**GIVEN TEXT**
+++

# Performance Monitor says high interrupts per processor??



## Kingithy (Aug 1, 2011)

Hi guys, just out of curiosity I ran a performance diagnosis (the Windows system tool) of my computer and one thing caught my eye...
Warning: High average interrupts / processor. This machine has 4 processors and 4 network cards. Total Interrupts/sec on the machine is 53676. The average interrupts per processor per sec is 13419.This is one of the warnings that popped up in the report, but I have no idea what it means, whether it's normal and whether it can be fixed or not??

Sorry that the information is extremely vague, but I do not know what information would be needed in order to diagnose a problem/explain what it means.

Could someone please help me find out what is going on?
If you need any information at all just ask and I'll update the post with the relevant information.
Thanks in advance!

(I am running Windows 7 x64, Service Pack 1)


----------



## usasma (Apr 11, 2009)

While I'm not real knowledgeable about this issue, I do believe that it means that there may be either a hardware or a driver problem (from this topic: High CPU - Hardware Interrupts - Sysinternals Forums - Page 1 )

I'd suggest looking through your event viewer for recurring errors that may give you a clue as to what's misbehaving. I've researched this issue once before, and the large number of network cards (this is actually normal) caused me to investigate the network drivers and devices.

Check in Device Manager for any issues with Network Adapters. Then obtain the latest network device drivers from the device manufacturer's website.

If that doesn't fix things, we'll have to ask for further assistance from those who know more about this than I do.


----------



## reventon (Oct 16, 2009)

Follow the instructions on this page - DPC Latency Checker

Disable various drivers one by one until the test shows mostly green bars (low latency).


----------



## Kingithy (Aug 1, 2011)

usasma said:


> Check in Device Manager for any issues with Network Adapters. Then obtain the latest network device drivers from the device manufacturer's website.


Ahhh haha, this may be my issue then... I have noticed that under network adapters I have several driver issues, and I don't even know what half of the adapters are for.



reventon said:


> Follow the instructions on this page - DPC Latency Checker
> 
> Disable various drivers one by one until the test shows mostly green bars (low latency).


Thanks for the tool very useful!

I am still getting a few hits in the 7-8k microseconds though...
The majority of the bars are green with a couple yellow and a couple red every now and then.

+++

**WORK TASK 1**
In the forum thread on high interrupts per processor, which operating system does the original poster say they are running?
**WORK TASK 2**
Carry on the forum thread on high interrupts per processor, picking up after its final post.

[Dataset excerpts]
+++

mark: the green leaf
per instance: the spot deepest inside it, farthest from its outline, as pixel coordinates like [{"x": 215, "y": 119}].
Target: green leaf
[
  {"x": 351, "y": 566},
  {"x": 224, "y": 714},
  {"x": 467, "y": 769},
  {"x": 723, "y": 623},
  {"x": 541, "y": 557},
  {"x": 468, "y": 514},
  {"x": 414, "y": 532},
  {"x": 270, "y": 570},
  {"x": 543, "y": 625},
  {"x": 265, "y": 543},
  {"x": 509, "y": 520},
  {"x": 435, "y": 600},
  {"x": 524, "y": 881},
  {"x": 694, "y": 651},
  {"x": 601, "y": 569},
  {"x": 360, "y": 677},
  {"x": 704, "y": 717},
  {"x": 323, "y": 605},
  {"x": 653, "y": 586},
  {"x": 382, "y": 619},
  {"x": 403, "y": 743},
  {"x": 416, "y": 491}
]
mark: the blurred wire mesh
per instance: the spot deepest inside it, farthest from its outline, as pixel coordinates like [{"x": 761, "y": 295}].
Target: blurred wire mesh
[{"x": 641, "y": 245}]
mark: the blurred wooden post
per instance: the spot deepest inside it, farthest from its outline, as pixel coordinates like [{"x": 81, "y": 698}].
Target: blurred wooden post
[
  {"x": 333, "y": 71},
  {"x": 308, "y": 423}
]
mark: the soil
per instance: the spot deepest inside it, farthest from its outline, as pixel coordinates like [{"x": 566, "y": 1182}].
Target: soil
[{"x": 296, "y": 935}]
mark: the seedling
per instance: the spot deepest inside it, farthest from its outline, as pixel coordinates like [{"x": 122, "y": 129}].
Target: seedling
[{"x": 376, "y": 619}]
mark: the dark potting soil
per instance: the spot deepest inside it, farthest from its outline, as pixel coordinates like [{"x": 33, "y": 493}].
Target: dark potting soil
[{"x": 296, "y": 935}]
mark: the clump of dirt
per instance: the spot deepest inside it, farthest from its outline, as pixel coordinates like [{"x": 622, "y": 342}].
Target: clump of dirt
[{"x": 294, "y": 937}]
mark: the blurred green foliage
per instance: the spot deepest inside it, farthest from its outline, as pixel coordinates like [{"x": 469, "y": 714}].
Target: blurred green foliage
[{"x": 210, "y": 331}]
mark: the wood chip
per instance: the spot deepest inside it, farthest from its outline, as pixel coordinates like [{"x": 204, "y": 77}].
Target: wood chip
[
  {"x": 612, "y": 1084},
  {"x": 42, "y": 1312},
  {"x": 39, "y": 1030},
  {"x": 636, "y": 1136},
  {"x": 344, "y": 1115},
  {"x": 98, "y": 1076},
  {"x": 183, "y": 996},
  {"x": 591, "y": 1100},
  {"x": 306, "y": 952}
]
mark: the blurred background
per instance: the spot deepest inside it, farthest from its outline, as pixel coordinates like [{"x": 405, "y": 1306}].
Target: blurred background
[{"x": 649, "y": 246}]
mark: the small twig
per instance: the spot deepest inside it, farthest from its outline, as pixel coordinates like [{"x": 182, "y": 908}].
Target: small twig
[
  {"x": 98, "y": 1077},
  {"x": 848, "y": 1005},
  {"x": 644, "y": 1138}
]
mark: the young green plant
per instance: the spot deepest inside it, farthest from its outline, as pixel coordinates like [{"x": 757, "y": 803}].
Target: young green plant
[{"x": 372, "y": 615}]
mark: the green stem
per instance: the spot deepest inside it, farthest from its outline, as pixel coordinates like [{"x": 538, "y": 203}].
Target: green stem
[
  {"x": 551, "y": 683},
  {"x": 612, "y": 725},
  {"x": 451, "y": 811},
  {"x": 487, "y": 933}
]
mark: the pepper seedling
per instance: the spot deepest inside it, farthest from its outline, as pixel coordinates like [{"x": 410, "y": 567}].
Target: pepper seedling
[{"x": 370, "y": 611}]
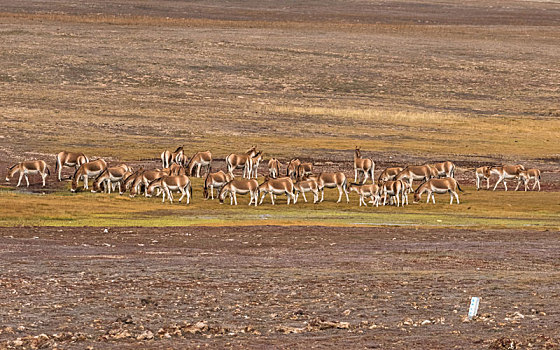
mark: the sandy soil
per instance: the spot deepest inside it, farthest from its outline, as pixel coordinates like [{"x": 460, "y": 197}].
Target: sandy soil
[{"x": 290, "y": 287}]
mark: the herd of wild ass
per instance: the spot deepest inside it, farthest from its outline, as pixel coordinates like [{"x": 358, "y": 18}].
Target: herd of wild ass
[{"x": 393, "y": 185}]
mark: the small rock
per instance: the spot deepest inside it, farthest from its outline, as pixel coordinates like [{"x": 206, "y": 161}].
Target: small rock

+++

**TASK OUTPUT 1**
Windows 7 x64, Service Pack 1.

**TASK OUTPUT 2**
I just went and disabled all of the devices that weren't working properly, but yeah, still getting a few issues.

My event log only shows issues where I haven't closed programs before I shutdown so I had to force shutdown so I'm assuming that's what those logs are (Category: Shutdown Performance Monitoring).

I just ran another performance test and it still says I'm getting 45.5k interruptions... 8/
Any other ideas about what it could be?


----------



## usasma (Apr 11, 2009)

What issues are you having in Device Manager under Network Adapters.

Most commonly there are issues with these devices:
- 6to4 Adapter
- Teredo
- ISATAP
- Unknown

The Fix for these is to uninstall each one (right click and select "Uninstall"), then reboot. If needed the devices will reinstall - but in most cases they aren't needed and don't reinstall


----------



## Kingithy (Aug 1, 2011)

usasma said:


> What issues are you having in Device Manager under Network Adapters.
> 
> Most commonly there are issues with these devices:
> - 6to4 Adapter
> ...


Yes, these are the exact ones that I'm having issues with, haha.
At the moment they are disabled (I was apprehensive to uninstall in case something went wrong) but I will try that right now, and post the results.

Thank you to everyone for the replies and advice, much appreciated!


----------



## Kingithy (Aug 1, 2011)

Ok, so I've uninstalled those and the issues have disappeared!
They did not re-install on reboot, either.
Thanks very much for the help!

Sorry, now going off-topic but this is another thing that has been bugging me.
Do you know anything about memory usage and processes though?
I'm sitting and idling at the moment (just Firefox and Skype open and my system is using 1.88GB or RAM... I have 4GB in total on my machine.
Somehow I don't think this is normal...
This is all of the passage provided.